O que se pede:
Traduza para inglês, por favor, a seguinte frase do excerto sobre a dívida de 7.000 contos: «Existia (ou seja, no passado) uma única dívida de 7.000 contos, que abrangia já os 5.000 contos antes emprestados.»

Excerto do texto:
* * * *
Assim, não existia uma dívida de 5.000 contos (que soube agora a contestante foi reclamada no processo 577/12.8T2AVR, do Juízo Local Cível de veiro – J 2) e uma outra dívida de 7.000 contos que está aqui a ser reclamada nestes autos.

3.3.2.20

Existia (ou seja, no passado) uma única dívida de 7.000 contos, que abrangia já os 5.000 contos antes emprestados.

3.3.2.21

A verdade é que quando o pai da contestante e o falecido AA acordaram na “reestruturação da dívida”, este não devolveu ao CC o cheque que já tinha na sua posse.

3.3.2.22

Nem tão-pouco a primitiva declaração de dívida, acreditando o CC que aquele os havia inutilizado.

3.3.2.23

De todo o modo, a verdade é que o CC também nunca pediu tais documentos de volta, por confiar inteiramente na seriedade do Sr. AA e que este nunca utilizaria tal cheque/declaração para qualquer fim (que, recorde-se, foi substituído pelo de 7.000 contos).

4. Fundamentos de direito

Da iliquidez da obrigação a final reconhecida pelo tribunal e, consequentemente, do termo inicial da contagem de juros de mora

A recorrente insurge-se contra a decisão do tribunal recorrido que a condenou a pagar juros de mora à taxa supletiva legal desde a citação e até efetivo pagamento, argumentando para tanto que, em síntese, “a considerar-se ser devida alguma quantia (o que não se aceita e apenas se equaciona por cautela) os juros apenas poderão ser devidos a partir do momento em que o valor em dívida é fixado na decisão e, consequentemente, se torna num valor líquido, e não desde a citação.”

Cumpre apreciar e decidir.

Antes de entrar no conhecimento desta questão recursória importa clarificar que face à improcedência da pretensão da decisão da matéria de facto, na falta de crítica aos fundamentos de direito adotados na sentença recorrida para firmar a condenação dos réus ao pagamento do capital no montante de € 10.409,98, nada há a apreciar relativamente a esta matéria.

A recorrente insurge-se contra a sua condenação ao pagamento de juros de mora à taxa supletiva legal desde a citação até efetivo e integral pagamento, enquadrando esta obrigação no regime geral da mora do devedor, nomeadamente na questão da mora no caso de obrigações ilíquidas[17].

Porém, como já antes se referiu, no caso dos autos está em causa uma obrigação de restituir decorrente da declaração de nulidade por vício de forma de um contrato de mútuo, obrigação que se estende aos frutos civis que o capital a restituir poderia produzir.
* * * *
Material fornecido:

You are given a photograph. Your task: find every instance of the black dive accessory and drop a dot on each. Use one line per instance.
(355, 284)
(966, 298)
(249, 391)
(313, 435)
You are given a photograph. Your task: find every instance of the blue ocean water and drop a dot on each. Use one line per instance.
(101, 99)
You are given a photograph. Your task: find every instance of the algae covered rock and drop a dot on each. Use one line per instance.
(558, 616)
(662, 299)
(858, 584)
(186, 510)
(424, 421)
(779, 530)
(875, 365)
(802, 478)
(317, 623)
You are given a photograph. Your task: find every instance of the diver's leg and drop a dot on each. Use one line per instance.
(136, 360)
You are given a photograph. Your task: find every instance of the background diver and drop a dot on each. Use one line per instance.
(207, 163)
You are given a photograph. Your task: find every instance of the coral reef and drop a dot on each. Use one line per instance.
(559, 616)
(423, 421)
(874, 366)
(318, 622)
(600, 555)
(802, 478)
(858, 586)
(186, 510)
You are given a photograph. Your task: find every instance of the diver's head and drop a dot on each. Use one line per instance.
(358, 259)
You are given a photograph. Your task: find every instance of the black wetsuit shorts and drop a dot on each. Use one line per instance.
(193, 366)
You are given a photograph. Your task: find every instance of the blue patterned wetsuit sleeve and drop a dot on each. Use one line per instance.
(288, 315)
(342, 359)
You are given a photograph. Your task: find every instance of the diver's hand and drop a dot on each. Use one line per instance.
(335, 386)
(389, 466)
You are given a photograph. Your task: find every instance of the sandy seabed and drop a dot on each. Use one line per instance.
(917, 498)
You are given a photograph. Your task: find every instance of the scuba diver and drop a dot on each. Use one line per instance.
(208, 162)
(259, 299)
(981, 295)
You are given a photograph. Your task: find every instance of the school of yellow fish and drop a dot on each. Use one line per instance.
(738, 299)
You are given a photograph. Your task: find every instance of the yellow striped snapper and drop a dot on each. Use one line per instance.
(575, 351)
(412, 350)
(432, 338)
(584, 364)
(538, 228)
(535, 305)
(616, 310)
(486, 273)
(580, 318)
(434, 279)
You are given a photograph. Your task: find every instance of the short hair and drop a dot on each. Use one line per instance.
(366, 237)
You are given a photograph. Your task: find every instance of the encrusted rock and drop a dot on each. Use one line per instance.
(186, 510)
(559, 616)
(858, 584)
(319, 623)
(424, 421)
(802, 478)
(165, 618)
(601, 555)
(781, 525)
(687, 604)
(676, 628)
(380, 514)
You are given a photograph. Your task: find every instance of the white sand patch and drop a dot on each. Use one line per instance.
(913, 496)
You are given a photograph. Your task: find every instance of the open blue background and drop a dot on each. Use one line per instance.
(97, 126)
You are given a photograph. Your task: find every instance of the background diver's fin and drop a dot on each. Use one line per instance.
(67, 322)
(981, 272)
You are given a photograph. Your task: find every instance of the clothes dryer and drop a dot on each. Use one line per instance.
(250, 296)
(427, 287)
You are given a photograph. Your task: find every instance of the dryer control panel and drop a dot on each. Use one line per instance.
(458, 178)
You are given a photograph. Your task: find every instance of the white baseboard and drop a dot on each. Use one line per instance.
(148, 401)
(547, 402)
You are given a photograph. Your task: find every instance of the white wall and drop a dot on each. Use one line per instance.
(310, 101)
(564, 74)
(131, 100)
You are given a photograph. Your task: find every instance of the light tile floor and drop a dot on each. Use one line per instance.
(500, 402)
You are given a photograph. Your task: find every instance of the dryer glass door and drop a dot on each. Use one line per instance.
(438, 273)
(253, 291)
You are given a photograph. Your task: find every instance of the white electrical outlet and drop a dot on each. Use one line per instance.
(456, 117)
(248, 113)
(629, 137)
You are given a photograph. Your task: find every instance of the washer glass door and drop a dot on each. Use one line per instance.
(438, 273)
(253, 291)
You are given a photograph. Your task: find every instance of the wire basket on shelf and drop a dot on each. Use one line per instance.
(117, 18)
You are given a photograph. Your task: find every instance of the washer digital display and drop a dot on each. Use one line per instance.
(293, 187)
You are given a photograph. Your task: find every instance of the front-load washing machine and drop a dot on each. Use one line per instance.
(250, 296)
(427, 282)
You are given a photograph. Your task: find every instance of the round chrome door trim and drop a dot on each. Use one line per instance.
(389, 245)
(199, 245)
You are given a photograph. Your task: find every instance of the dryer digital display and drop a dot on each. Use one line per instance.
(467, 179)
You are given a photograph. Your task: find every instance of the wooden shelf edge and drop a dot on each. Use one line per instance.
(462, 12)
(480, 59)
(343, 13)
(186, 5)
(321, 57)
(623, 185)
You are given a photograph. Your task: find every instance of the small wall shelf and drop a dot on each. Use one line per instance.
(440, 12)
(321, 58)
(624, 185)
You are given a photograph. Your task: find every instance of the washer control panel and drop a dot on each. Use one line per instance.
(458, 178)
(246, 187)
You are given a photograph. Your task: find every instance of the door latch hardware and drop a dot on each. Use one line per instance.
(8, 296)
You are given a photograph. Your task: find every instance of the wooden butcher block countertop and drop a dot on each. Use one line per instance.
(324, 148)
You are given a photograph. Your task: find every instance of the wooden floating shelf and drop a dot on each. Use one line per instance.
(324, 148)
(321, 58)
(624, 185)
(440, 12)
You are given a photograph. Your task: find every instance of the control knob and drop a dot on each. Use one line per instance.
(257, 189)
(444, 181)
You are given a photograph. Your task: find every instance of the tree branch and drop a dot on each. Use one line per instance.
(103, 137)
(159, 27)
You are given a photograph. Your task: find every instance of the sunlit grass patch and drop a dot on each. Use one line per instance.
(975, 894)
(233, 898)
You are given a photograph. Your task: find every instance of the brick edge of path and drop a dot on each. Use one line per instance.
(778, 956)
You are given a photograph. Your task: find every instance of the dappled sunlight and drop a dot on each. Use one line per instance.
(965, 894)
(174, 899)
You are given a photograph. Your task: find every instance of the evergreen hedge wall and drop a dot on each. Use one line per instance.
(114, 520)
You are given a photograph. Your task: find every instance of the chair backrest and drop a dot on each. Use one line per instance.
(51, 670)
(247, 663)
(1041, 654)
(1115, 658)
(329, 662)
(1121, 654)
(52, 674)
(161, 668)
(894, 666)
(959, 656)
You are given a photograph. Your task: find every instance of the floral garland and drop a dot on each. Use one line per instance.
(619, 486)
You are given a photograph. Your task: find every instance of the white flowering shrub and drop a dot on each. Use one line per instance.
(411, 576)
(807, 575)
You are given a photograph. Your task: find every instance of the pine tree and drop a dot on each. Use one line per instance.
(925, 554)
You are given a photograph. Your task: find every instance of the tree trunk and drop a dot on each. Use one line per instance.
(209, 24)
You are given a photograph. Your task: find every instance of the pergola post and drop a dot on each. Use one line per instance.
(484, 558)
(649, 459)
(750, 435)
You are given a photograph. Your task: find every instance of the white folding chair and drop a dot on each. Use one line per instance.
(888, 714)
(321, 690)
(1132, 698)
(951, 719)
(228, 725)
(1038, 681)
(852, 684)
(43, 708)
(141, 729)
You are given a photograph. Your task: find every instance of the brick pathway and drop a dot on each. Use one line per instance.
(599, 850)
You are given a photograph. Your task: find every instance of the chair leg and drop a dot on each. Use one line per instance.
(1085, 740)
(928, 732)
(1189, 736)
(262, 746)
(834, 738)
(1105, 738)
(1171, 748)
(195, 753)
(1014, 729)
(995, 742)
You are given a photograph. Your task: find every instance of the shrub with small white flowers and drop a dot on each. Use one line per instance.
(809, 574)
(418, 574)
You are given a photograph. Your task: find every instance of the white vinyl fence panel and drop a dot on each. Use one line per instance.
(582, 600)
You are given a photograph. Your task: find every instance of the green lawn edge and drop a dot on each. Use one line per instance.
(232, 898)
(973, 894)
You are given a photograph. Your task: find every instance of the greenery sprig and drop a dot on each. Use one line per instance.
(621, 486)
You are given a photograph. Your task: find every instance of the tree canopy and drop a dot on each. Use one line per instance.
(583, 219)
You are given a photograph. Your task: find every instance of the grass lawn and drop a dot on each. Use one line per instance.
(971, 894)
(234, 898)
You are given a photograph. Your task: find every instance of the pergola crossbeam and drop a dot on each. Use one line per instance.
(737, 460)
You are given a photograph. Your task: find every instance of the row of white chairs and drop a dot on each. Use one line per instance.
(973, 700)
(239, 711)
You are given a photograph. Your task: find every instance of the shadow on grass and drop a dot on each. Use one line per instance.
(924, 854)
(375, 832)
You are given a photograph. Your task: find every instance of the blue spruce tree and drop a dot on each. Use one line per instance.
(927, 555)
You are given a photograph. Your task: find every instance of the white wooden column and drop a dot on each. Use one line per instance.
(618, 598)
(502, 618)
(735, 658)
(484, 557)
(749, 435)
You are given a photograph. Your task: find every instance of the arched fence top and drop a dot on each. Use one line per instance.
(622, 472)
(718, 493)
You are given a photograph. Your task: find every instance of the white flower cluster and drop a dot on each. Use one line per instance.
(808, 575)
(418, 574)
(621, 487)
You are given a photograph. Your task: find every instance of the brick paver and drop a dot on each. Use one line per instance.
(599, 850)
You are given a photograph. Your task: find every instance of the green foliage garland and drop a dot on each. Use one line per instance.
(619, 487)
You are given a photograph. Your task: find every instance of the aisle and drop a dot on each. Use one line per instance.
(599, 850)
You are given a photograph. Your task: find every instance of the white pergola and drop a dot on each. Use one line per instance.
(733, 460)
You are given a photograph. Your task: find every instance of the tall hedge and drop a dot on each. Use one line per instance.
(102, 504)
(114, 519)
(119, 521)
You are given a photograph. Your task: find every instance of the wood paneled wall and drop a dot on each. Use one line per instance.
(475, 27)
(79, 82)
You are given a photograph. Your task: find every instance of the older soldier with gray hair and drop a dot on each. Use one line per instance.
* * * *
Resultado do exercício:
There existed (that is, in the past) a single debt of 7,000 contos, which already covered the 5,000 contos previously lent.